• [Selected excerpt]
- - - - - - -

A Tanzanian safari epitomises the ‘safari dream’. With rolling grassy plains, lazy lions on kopjies, migrating herbivores and luxury tented accommodation, it is just as one would imagine a scene from Africa. There are however, so many different options when it comes to choosing where to stay on safari so below you will find some of the highlights of my recent trip which will hopefully transport you from your home into the heart of Africa. During the current situation we all find ourselves in, I hope this will give you all a little bit of adventure from the warmth of your armchair and it might even give you some inspiration for future travels, when it is safe to do so.
The Highlands and the Ngorongoro Crater
The Ngorongoro Crater is one of the most famous places on Earth, especially for those wanting to tick off the ‘Big 5’. With a brilliant lion population and a heavily guarded population of black rhino, this is one of the best places in the world for regular sightings. This fame has however led to it becoming busier over time, so choosing when to visit is important. I went at the end of May and although it wasn’t the high season, there were still a remarkable number of vehicles traversing the crater’s floor.
When visiting the crater you have two options: to stay on the crater’s rim or to stay in the surrounding areas. My destination of choice was Asilia’s The Highlands. This completely unique lodge is made up of a handful of bubble-like rooms that sit on the side of the Olmoti Volcano and offers views into its own beautiful Crater.

- - - - - - -

Stored data:
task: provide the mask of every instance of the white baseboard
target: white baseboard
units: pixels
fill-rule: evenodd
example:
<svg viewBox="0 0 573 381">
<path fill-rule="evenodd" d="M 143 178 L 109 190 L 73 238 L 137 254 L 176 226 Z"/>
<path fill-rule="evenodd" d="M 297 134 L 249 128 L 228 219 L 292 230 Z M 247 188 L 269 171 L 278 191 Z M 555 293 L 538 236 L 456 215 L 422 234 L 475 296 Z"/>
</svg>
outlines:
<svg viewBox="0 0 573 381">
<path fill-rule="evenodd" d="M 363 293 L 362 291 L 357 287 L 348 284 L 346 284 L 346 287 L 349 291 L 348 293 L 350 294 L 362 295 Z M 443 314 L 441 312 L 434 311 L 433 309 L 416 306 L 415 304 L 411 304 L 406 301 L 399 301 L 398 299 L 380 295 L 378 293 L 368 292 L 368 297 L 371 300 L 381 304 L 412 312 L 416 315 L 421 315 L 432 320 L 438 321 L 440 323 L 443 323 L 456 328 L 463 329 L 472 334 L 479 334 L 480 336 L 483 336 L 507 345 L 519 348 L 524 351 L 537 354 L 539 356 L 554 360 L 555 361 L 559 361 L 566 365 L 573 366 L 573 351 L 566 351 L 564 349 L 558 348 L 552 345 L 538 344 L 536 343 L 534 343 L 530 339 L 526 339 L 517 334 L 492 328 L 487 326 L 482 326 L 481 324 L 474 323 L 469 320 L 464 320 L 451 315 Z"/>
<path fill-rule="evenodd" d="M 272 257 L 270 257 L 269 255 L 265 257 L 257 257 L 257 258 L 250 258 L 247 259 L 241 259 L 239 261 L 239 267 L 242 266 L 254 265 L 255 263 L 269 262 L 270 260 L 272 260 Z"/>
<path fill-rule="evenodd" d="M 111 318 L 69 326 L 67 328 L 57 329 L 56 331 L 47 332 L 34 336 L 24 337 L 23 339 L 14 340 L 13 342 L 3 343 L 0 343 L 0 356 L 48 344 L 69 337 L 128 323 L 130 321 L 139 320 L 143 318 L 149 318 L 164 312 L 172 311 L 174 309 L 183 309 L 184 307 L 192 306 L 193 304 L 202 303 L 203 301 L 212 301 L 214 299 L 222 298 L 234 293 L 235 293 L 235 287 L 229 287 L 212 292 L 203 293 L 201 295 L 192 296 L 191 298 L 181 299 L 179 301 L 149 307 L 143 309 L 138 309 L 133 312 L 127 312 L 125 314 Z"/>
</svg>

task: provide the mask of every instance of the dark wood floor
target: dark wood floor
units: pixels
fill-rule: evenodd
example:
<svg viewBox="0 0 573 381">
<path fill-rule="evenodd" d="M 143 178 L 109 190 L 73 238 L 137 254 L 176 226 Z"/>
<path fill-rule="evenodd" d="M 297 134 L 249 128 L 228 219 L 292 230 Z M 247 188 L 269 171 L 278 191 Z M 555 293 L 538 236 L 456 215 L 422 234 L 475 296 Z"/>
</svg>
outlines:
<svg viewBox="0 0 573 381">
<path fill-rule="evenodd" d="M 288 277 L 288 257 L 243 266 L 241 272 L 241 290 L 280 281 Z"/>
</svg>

- - - - - - -

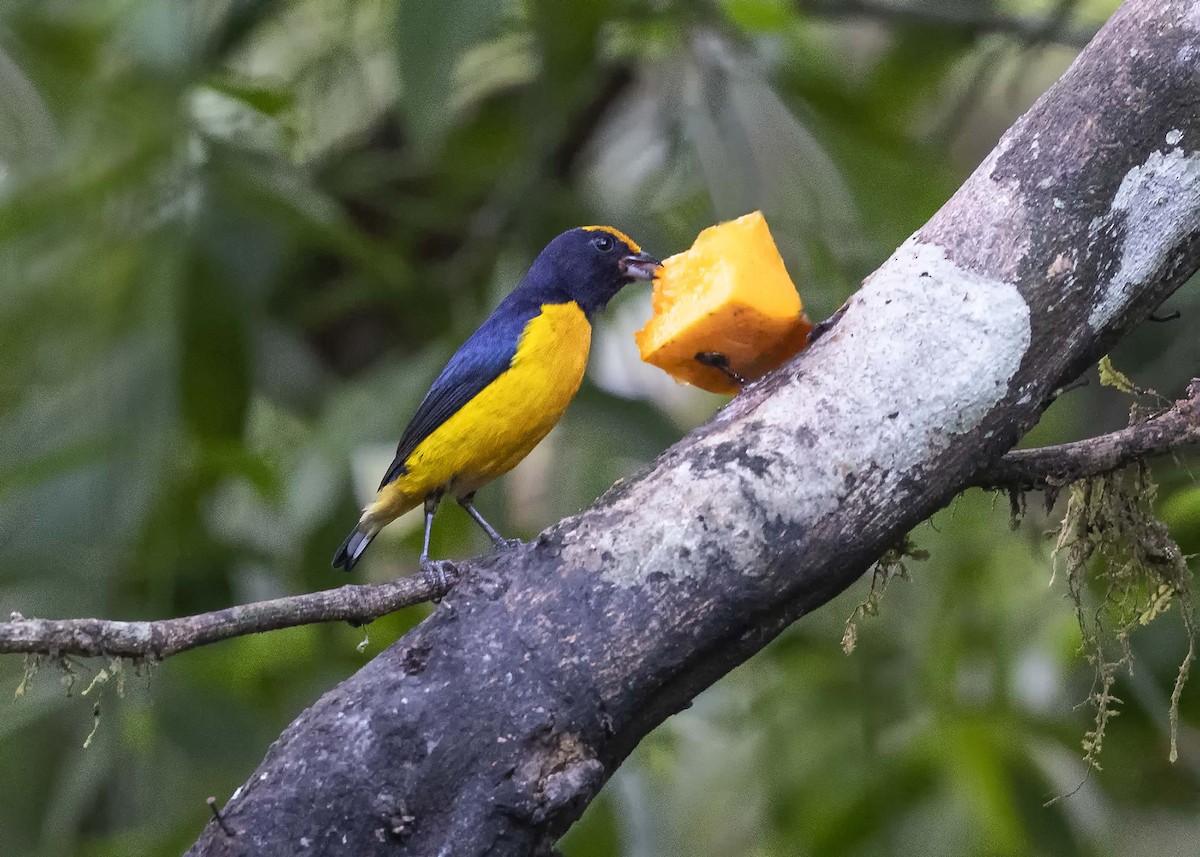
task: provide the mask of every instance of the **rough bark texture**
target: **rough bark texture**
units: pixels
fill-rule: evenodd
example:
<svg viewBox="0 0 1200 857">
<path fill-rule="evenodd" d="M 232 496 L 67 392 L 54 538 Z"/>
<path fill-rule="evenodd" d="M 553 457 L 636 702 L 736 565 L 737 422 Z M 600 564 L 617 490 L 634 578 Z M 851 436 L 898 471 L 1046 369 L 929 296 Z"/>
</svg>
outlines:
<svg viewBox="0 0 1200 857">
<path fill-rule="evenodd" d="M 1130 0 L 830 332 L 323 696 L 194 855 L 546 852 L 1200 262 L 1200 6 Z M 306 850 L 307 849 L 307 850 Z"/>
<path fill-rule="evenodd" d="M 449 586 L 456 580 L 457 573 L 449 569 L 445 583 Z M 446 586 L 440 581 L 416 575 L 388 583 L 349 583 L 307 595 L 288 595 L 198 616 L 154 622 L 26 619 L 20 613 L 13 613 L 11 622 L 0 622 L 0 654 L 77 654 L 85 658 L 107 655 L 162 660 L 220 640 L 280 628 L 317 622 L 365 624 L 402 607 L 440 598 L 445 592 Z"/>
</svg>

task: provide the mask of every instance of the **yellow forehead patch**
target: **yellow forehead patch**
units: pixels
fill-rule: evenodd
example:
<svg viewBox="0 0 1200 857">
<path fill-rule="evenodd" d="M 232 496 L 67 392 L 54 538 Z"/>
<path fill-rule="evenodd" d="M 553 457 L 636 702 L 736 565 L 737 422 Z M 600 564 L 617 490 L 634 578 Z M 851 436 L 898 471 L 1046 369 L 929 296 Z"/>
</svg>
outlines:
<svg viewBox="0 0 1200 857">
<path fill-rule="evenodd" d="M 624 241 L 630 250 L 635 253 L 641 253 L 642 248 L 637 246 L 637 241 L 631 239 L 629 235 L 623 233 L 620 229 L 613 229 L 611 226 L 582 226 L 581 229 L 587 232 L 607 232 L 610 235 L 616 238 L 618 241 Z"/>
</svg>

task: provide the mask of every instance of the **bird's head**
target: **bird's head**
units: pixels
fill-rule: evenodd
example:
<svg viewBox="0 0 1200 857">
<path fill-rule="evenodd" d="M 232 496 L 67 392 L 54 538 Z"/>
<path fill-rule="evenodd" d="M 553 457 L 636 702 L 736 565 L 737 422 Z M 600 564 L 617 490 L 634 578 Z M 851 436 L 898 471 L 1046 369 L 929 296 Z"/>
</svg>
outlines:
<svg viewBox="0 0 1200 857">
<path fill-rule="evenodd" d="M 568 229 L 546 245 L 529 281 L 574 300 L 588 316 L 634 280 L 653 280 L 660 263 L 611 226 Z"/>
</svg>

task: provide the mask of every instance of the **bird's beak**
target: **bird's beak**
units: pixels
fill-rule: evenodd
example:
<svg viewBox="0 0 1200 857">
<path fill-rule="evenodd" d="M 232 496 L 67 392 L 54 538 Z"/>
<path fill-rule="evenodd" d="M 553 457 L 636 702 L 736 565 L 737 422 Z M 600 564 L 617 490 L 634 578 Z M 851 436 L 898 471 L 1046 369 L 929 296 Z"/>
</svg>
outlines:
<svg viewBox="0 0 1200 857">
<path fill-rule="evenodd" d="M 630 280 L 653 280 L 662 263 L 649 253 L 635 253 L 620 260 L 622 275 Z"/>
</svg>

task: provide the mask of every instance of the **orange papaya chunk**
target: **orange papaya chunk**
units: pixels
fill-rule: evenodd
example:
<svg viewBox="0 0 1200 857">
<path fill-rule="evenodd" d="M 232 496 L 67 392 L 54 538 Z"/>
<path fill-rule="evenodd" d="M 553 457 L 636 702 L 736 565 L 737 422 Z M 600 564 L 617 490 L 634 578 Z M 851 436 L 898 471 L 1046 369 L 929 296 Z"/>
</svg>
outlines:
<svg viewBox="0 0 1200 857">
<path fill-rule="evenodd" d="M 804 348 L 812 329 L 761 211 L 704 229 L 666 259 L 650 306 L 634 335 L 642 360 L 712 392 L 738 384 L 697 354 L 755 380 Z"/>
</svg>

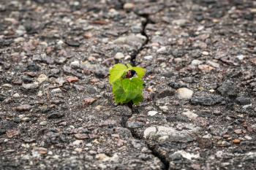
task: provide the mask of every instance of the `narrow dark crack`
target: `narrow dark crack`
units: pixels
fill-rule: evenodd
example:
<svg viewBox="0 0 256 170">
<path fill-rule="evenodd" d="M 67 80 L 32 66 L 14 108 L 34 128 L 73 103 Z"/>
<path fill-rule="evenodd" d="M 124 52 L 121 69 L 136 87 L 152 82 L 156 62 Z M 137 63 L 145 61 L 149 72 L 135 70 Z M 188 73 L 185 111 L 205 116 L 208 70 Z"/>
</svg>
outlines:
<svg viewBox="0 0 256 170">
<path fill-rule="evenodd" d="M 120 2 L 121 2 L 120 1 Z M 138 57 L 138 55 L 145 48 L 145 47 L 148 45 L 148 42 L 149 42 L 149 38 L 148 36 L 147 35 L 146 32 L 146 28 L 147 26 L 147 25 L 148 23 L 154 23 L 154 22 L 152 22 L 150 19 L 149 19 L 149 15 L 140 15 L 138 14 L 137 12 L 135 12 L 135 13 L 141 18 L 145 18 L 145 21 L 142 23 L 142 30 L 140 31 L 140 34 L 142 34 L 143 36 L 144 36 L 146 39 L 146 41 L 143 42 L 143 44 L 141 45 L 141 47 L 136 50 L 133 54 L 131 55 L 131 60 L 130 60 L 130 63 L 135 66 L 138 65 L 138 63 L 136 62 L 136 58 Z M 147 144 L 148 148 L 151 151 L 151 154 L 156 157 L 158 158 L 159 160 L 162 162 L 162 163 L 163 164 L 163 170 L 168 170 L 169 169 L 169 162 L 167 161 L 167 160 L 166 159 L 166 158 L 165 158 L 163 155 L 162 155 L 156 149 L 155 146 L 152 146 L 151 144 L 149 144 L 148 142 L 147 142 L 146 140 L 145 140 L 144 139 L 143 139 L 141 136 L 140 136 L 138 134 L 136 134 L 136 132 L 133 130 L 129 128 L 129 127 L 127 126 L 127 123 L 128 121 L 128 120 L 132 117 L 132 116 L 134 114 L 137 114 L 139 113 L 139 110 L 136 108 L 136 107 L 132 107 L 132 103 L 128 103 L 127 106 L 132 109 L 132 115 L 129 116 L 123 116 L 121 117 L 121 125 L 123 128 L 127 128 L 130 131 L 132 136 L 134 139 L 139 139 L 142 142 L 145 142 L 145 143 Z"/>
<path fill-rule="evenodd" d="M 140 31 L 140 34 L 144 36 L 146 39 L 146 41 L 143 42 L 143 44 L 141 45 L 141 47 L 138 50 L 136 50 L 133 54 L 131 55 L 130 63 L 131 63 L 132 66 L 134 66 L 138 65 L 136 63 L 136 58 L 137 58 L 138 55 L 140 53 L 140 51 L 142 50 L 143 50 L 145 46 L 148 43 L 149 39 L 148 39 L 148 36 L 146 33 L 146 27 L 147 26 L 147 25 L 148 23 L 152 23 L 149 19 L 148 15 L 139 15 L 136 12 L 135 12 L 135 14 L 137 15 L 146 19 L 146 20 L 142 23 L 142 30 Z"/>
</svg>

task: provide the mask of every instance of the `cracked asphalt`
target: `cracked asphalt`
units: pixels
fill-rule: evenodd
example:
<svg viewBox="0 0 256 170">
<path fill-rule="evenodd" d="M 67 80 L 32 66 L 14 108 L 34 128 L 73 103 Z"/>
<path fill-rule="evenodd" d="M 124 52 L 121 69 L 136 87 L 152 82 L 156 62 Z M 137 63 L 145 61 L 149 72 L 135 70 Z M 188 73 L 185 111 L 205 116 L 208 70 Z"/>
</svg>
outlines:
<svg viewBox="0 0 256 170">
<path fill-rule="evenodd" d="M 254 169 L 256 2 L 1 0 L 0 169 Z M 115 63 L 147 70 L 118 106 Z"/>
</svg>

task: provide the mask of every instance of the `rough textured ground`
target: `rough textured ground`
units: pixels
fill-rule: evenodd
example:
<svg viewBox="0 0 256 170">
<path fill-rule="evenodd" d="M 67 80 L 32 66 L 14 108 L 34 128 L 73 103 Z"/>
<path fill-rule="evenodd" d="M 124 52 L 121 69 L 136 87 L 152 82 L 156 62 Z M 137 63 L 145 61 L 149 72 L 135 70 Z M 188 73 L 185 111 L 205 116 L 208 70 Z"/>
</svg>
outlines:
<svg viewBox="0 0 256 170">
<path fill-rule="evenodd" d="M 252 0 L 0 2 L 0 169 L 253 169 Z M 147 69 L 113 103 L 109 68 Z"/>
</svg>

- - - - - - -

• [Exercises to complete]
1. Reproduce word for word the part of the Tanzanian safari text that starts with "When visiting the" and goes on through "own beautiful Crater.".
2. Take the Tanzanian safari text further, picking up right after its final sentence.
This stored data has no connection to the Tanzanian safari text.

• [Expected outputs]
1.
When visiting the crater you have two options: to stay on the crater’s rim or to stay in the surrounding areas. My destination of choice was Asilia’s The Highlands. This completely unique lodge is made up of a handful of bubble-like rooms that sit on the side of the Olmoti Volcano and offers views into its own beautiful Crater.

2.
Although it is located about half an hour away from the nearest entry point to the crater, The Highland’s charm is in its exclusivity and seclusion. The rooms are beautifully designed, mixing luxury with a warm and homely feel. The log fire in your room burns until sunrise, keeping your room nice and toasty as it does get cold up there! Apart from entering the crater, other activities certainly worth doing are hikes in the surrounding undulating landscape and visiting the local Masai villages which offer an introduction into one of the most fascinating tribes on the planet.
The Great Migration
If there is one phenomenon on Earth that captures the imagination of the world’s population and encapsulates the true essence of Africa then it is the Wildebeest’s Great Migration. Not having been to Tanzania previously, the millions of wildebeest and zebra had been nothing more than a David Attenborough narrated television spectacle, yet nothing can quite prepare you for the sheer scale of what you witness on these grassy plains. As the plane circled above the Seronera airstrip in the central Serengeti, thousands of black dots milled about as far as the eye could see – it was the wildebeest.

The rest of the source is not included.